### MATERIAL TO PROCESS
++++

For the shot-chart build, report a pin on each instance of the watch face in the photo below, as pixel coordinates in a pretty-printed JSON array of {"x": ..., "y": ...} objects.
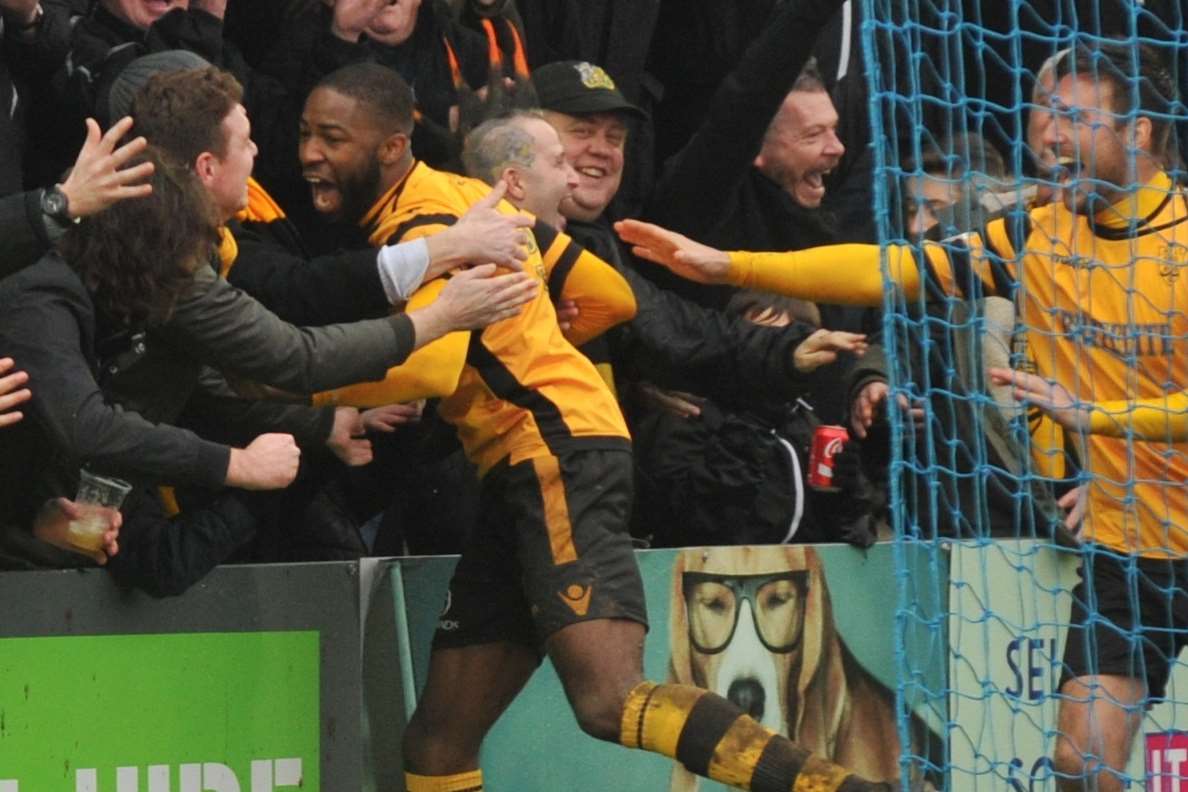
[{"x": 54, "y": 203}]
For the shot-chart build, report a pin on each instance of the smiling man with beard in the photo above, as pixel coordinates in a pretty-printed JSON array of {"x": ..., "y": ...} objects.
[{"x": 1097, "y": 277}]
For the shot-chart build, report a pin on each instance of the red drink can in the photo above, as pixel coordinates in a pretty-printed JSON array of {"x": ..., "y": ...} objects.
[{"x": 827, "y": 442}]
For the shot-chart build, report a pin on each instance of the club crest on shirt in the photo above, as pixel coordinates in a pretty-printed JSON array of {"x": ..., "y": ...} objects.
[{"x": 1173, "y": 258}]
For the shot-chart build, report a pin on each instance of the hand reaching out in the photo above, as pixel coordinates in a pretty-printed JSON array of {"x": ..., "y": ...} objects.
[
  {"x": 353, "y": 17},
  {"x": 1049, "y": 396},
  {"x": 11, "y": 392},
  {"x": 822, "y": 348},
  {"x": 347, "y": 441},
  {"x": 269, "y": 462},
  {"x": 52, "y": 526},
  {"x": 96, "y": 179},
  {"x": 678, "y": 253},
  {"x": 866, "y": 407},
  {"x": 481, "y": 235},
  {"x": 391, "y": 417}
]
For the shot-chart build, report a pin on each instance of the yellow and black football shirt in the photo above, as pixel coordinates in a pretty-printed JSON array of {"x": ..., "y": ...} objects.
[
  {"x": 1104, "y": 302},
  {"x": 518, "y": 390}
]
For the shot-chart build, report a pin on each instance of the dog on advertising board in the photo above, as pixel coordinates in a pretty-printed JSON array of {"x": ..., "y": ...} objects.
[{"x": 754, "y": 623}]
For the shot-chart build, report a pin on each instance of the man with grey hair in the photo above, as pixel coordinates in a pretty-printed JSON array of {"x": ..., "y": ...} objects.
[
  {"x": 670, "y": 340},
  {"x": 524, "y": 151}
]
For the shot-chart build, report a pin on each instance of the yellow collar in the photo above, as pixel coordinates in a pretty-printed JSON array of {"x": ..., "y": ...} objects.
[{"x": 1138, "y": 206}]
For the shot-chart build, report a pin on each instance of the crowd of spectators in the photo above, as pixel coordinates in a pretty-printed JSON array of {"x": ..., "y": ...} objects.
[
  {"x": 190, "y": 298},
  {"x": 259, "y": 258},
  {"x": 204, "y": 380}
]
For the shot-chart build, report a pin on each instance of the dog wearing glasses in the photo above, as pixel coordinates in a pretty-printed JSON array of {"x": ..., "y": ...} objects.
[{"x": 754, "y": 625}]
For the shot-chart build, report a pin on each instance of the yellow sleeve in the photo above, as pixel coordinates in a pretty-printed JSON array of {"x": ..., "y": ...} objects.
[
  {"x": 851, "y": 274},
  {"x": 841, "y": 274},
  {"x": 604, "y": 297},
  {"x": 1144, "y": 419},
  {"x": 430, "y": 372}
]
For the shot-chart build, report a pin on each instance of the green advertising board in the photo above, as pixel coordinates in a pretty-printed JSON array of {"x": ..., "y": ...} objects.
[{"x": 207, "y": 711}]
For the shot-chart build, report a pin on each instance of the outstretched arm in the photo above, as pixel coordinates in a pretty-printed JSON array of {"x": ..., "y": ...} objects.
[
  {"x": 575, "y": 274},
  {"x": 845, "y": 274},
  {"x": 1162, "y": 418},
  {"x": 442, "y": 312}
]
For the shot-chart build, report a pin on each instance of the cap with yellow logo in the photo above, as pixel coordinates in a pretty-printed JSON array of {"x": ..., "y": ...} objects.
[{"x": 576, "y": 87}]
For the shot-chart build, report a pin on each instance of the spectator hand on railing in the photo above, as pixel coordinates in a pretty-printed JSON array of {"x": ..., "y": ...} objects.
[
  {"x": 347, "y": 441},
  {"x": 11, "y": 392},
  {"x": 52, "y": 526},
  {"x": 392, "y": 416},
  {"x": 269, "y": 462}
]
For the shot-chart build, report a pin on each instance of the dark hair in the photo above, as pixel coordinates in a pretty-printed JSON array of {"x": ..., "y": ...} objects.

++++

### STATED EXERCISE
Exclude the images and reproduce the remaining data exactly.

### FINAL RESULT
For the shot-chart build, report a pin on each instance of the watch face in the photo below, as pixel coordinates in a pretty-printed JSON array of {"x": ..., "y": ...} objects.
[{"x": 54, "y": 203}]
For the shot-chart build, report a pin on each instance of the smiling man with beard in the photo above, as pixel coordinates in a pretty-printed JSON array of {"x": ..., "y": ...} objects.
[{"x": 1097, "y": 277}]
For the shot-chart build, report a pin on each instance of the red drink can in the photo above, as pixel coordinates in a pretty-printed JSON array of {"x": ..., "y": ...} objects.
[{"x": 827, "y": 442}]
For the shot-chart build, report a pin on each instance of the club crest on shirt in the photo above, as pixel coordinates in a pretty-printed JSON array of {"x": ..., "y": ...} objects.
[{"x": 1173, "y": 258}]
For the shot-chart build, report a pin on each instance of the hand reaching out in the photo above, as pixel coordinates in a pretty-printed JSON array of {"x": ..., "y": ...} objects.
[
  {"x": 353, "y": 17},
  {"x": 1049, "y": 396},
  {"x": 11, "y": 392},
  {"x": 822, "y": 348},
  {"x": 347, "y": 441},
  {"x": 269, "y": 462},
  {"x": 52, "y": 526},
  {"x": 96, "y": 179},
  {"x": 678, "y": 253},
  {"x": 866, "y": 407},
  {"x": 481, "y": 235},
  {"x": 391, "y": 417}
]
For the shot-chart build, report a pin on each instance of the yellow and black football shirt in the photo above, as pixel coordinates in a pretty-printed JSON array of {"x": ..., "y": ...} objects.
[
  {"x": 1104, "y": 302},
  {"x": 518, "y": 390}
]
For the shot-chart build, report a pin on each instance of the dog on advertising board in the photo above, as pixel coordinates in a pretty-printed JSON array of {"x": ..., "y": ...} objects.
[{"x": 754, "y": 623}]
For the shot-chart build, report a pin on each instance of the man with grey hair in the photo above, as pixel coordinates in a pretty-printed JSON array of {"x": ..., "y": ...} objects.
[
  {"x": 670, "y": 340},
  {"x": 524, "y": 151}
]
For the shot-chart build, report a pin on each instance of the yellow collar in the photo above, as pixel coordinates in a pretty-printed JSON array of {"x": ..., "y": ...} objects.
[{"x": 1138, "y": 206}]
For the shot-chart build, report a pin on each instance of the crowd of spectators in the photo above, as pixel coordinates in a pretty-printed JSON array of {"x": ..., "y": ...} objects.
[
  {"x": 190, "y": 298},
  {"x": 259, "y": 258},
  {"x": 204, "y": 380}
]
For the shot-chart build, report a pin on each instance of the dog wearing glasses in the photo above, as pixel coordinates in a pretty-printed JSON array of {"x": ..., "y": ...} objects.
[{"x": 754, "y": 625}]
For the shot-chart build, report a pin on each instance of the yellow sleeve in the photo above, as pixel coordinates in a pretty-printed JSON array of {"x": ..., "y": ...} objects.
[
  {"x": 851, "y": 274},
  {"x": 841, "y": 274},
  {"x": 604, "y": 297},
  {"x": 1144, "y": 419},
  {"x": 430, "y": 372}
]
For the shot-chart build, report a pin on each instance of the green advertising board in the photo above, as pixel coordinates in a pretty-printed JSON array of {"x": ..., "y": ...} objects.
[{"x": 207, "y": 711}]
For the shot-chart build, report a pin on each instance of the outstretched arm in the photo above, as pixel coordinates in a pretty-printed JSON array of {"x": ..., "y": ...} objects.
[
  {"x": 575, "y": 274},
  {"x": 845, "y": 274},
  {"x": 1162, "y": 418},
  {"x": 442, "y": 312}
]
For the shot-chart build, report a pin on each instance of the cap with yellow logo in the photo above, as pixel coordinates in a pretty-printed JSON array of {"x": ..., "y": ...} objects.
[{"x": 576, "y": 87}]
For the shot-chart build, report a pin on each instance of the spectator hand on railing in the photo above, as pixel coordinates in a pretty-printed JSON array of {"x": ..., "y": ...} objects.
[
  {"x": 347, "y": 441},
  {"x": 11, "y": 392},
  {"x": 52, "y": 526},
  {"x": 392, "y": 416},
  {"x": 269, "y": 462}
]
For the shot-chart build, report a pin on each instance of the dark hair in the photo above, as pixel coordinates in a pretty-printed JSON array of {"x": ..., "y": ...} objects.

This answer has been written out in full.